Griffin Poutre was born in Lewiston, Maine on March 5, 1997, to two loving parents, Tim & Wendy. His mother is also from Lewiston, and his father hails from the Northeast Kingdom of Vermont. Both sides of his family have French Canadian roots. Griffin has one brother, Chase, who works in supply chain management. Griffin grew up in Stratham, New Hampshire and is proud to call the Seacoast Region of New Hampshire home. He attended Exeter High School in Exeter, New Hampshire, where he was elected President of his class during his Junior year. In this role, Griffin oversaw fundraising and the procurement of donations for his class’ activities, including Junior Prom. He saw great success in reaching out to the community and local businesses for support, which helped save large amounts of money. Griffin was also active in Track & Field and the EHS Swimming & Diving team, the latter of which won its first ever state title in 2013 (during Griffin’s Sophomore year). He graduated in 2015. Griffin is now a Senior at the University of New Hampshire in Durham, where he studies Political Science.

In his spare time, Griffin enjoys hiking, reading history books, and writing. He enjoys learning about the history of politics and power, from the Code of Hammurabi up to the present day. He is also quite interested in military strategy and how wars are won and lost, because many of the same principles can also be applied to modern campaign strategy. Griffin regards Hannibal Barca as one of the greatest strategic and logistical minds to ever walk the Earth.

*Challenges*:
(1) Quote the Griffin Poutre biography word for word, from "In his spare" to "walk the Earth.".
(2) In the Griffin Poutre biography, what office was Griffin elected to during his Junior year at Exeter High School?

*Dataset extract*:
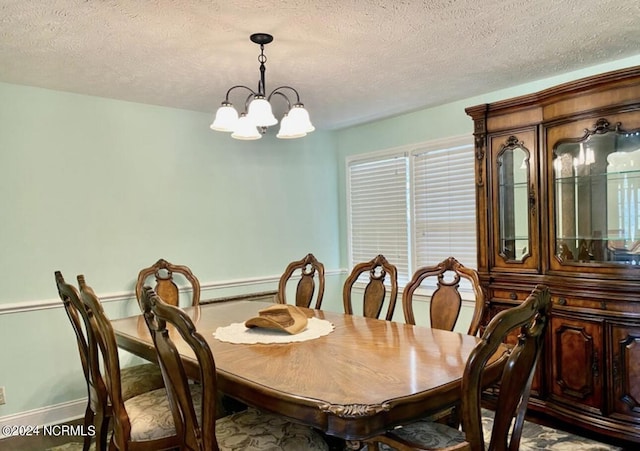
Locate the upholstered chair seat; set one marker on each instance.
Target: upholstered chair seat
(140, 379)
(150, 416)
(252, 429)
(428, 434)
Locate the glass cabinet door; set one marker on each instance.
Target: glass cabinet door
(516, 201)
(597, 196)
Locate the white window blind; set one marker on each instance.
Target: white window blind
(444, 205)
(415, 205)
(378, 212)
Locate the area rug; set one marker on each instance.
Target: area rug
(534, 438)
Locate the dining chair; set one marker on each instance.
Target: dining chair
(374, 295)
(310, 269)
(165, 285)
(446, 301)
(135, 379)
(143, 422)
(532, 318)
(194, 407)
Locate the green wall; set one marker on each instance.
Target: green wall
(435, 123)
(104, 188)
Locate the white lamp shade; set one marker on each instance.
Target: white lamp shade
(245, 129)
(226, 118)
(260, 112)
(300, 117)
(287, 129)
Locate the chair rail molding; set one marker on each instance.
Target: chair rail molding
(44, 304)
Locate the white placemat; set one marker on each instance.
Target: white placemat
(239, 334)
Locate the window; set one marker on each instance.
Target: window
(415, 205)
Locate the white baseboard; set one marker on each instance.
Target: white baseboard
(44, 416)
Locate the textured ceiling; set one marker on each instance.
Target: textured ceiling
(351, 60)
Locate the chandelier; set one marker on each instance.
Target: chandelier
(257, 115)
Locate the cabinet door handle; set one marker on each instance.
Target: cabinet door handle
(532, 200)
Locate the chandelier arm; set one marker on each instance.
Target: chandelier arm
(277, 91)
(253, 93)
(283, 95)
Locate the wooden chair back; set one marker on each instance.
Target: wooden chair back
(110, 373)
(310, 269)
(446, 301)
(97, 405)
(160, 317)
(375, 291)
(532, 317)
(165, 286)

*The solutions*:
(1)
In his spare time, Griffin enjoys hiking, reading history books, and writing. He enjoys learning about the history of politics and power, from the Code of Hammurabi up to the present day. He is also quite interested in military strategy and how wars are won and lost, because many of the same principles can also be applied to modern campaign strategy. Griffin regards Hannibal Barca as one of the greatest strategic and logistical minds to ever walk the Earth.

(2) President of his class